Copy the entries below line for line, changing nothing.

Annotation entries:
================================

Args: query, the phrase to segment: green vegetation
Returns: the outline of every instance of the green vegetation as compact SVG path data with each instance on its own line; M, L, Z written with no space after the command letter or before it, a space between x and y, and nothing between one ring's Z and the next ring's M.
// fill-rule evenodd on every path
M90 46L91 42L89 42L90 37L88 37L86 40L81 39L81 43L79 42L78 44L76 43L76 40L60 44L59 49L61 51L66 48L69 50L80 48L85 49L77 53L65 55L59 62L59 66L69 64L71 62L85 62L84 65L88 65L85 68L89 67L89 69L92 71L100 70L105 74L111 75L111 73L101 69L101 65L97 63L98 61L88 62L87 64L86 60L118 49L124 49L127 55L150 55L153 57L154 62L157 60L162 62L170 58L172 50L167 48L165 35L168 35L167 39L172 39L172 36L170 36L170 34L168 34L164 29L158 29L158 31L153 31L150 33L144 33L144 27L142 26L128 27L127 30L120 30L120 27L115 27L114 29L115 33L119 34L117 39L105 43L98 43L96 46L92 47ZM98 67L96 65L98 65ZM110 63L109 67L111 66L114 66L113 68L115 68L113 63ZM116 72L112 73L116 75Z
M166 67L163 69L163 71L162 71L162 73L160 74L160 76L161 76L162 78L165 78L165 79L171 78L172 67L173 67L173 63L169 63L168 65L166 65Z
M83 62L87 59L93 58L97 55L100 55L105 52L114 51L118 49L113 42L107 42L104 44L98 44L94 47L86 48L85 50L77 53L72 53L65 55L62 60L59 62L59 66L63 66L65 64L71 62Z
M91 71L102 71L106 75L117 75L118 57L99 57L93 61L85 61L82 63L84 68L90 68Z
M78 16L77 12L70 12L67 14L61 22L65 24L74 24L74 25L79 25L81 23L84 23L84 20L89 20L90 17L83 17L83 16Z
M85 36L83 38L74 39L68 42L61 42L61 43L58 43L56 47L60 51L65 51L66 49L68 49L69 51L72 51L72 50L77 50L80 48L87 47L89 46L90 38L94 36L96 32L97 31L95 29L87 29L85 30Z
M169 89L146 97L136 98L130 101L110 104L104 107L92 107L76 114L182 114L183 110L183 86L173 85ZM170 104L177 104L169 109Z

================================

:: TASK RESULT ::
Args: query, the phrase to segment: green vegetation
Returns: the outline of every instance of the green vegetation as compact SVG path data with each instance on its own line; M, L, Z written with no space after the command letter or before it, a space between x and y, and nothing between one ring's Z and the next ring's M.
// fill-rule evenodd on every path
M90 46L91 42L89 42L90 37L88 37L86 40L81 39L81 43L79 42L78 44L76 43L76 40L60 44L59 49L61 51L66 48L69 50L80 48L85 49L77 53L65 55L59 62L59 66L69 64L71 62L85 62L84 65L88 65L85 68L89 67L89 69L92 71L100 70L105 74L111 75L111 73L101 69L101 65L97 63L98 61L88 62L87 64L86 60L118 49L124 49L127 55L150 55L153 57L154 62L157 60L162 62L170 58L172 50L167 48L165 35L168 35L167 39L172 39L172 36L170 36L170 34L168 34L164 29L158 29L158 31L153 31L150 33L144 33L144 27L142 26L128 27L127 30L120 30L120 27L115 27L114 29L115 33L119 34L117 39L105 43L98 43L96 46L92 47ZM98 67L96 65L98 65ZM110 63L109 67L111 66L114 66L113 68L115 68L113 63ZM116 72L112 73L116 75Z
M166 67L163 69L163 71L162 71L162 73L160 74L160 76L161 76L162 78L165 78L165 79L171 78L172 67L173 67L173 63L169 63L168 65L166 65Z
M83 62L87 59L93 58L97 55L100 55L105 52L114 51L118 49L113 42L107 42L104 44L98 44L94 47L86 48L85 50L77 53L72 53L65 55L62 60L59 62L59 66L63 66L65 64L71 62Z
M91 71L102 71L106 75L117 75L118 57L99 57L93 61L85 61L82 63L84 68L90 68Z
M78 16L77 12L70 12L67 14L61 22L65 24L74 24L74 25L79 25L81 23L84 23L84 20L89 20L90 17L83 17L83 16Z
M85 36L83 38L74 39L68 42L61 42L61 43L58 43L56 47L60 51L65 51L66 49L68 49L69 51L72 51L72 50L77 50L80 48L87 47L89 46L90 38L94 36L96 32L97 31L95 29L87 29L85 30Z
M169 89L146 97L136 98L130 101L110 104L104 107L92 107L76 114L182 114L183 110L183 86L173 85ZM170 104L177 104L169 109Z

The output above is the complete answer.